* _Written instruction A_
From the note on the women, peace and security open debate below, extract the part that opens with the words containing "What's In Blue" and closes with "outcome is expected.". Copy it word for word.
* _Written instruction B_
Name every person the note on the women, peace and security open debate below says is expected to brief the Council.

* _Excerpted passage_
──────────────────────────────

What's In Blue

Women, Peace and Security Open Debate

Tomorrow (27 October), the Security Council will hold its annual open debate on women, peace and security. The debate is expected to focus on the implementation of the Council’s various resolutions on this thematic issue and to provide the Council, and the wider UN membership, with an opportunity to identify and more effectively target gaps and challenges in this regard. Briefers are expected to include Chef de Cabinet of the Secretary-General Maria Luiza Ribeiro Viotti; Executive Director of UN Women Phumzile Mlambo-Ngcuka; Secretary-General of the International Organisation of Francophonie Michaëlle Jean; and Charo Mina Rojas, a civil society representative from Colombia. No outcome is expected.

France, the Council president this month, has circulated a concept note identifying the two objectives of the debate: (i) urging greater commitment to implement the women, peace and security agenda, notably through more systematic and concrete reporting; and (ii) urging women’s full and meaningful participation and leadership in all efforts to maintain peace and security, including with regard to preventing conflict, sustaining peace, and responding to new threats (S/2017/889).

──────────────────────────────

* _Data block_
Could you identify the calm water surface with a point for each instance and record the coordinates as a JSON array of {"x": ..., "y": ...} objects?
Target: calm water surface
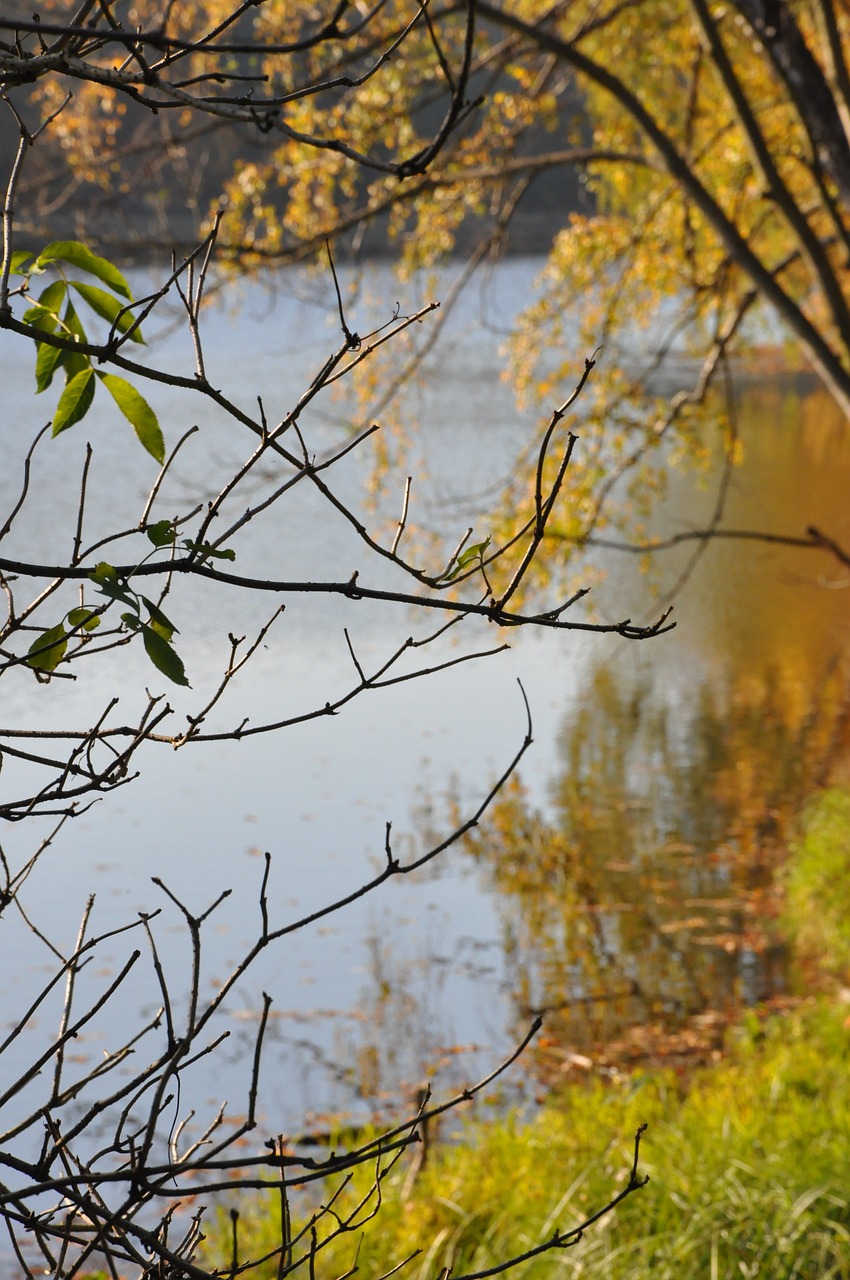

──────────────────────────────

* _Full output A_
What's In Blue

Women, Peace and Security Open Debate

Tomorrow (27 October), the Security Council will hold its annual open debate on women, peace and security. The debate is expected to focus on the implementation of the Council’s various resolutions on this thematic issue and to provide the Council, and the wider UN membership, with an opportunity to identify and more effectively target gaps and challenges in this regard. Briefers are expected to include Chef de Cabinet of the Secretary-General Maria Luiza Ribeiro Viotti; Executive Director of UN Women Phumzile Mlambo-Ngcuka; Secretary-General of the International Organisation of Francophonie Michaëlle Jean; and Charo Mina Rojas, a civil society representative from Colombia. No outcome is expected.

* _Full output B_
Maria Luiza Ribeiro Viotti
Phumzile Mlambo-Ngcuka
Michaëlle Jean
Charo Mina Rojas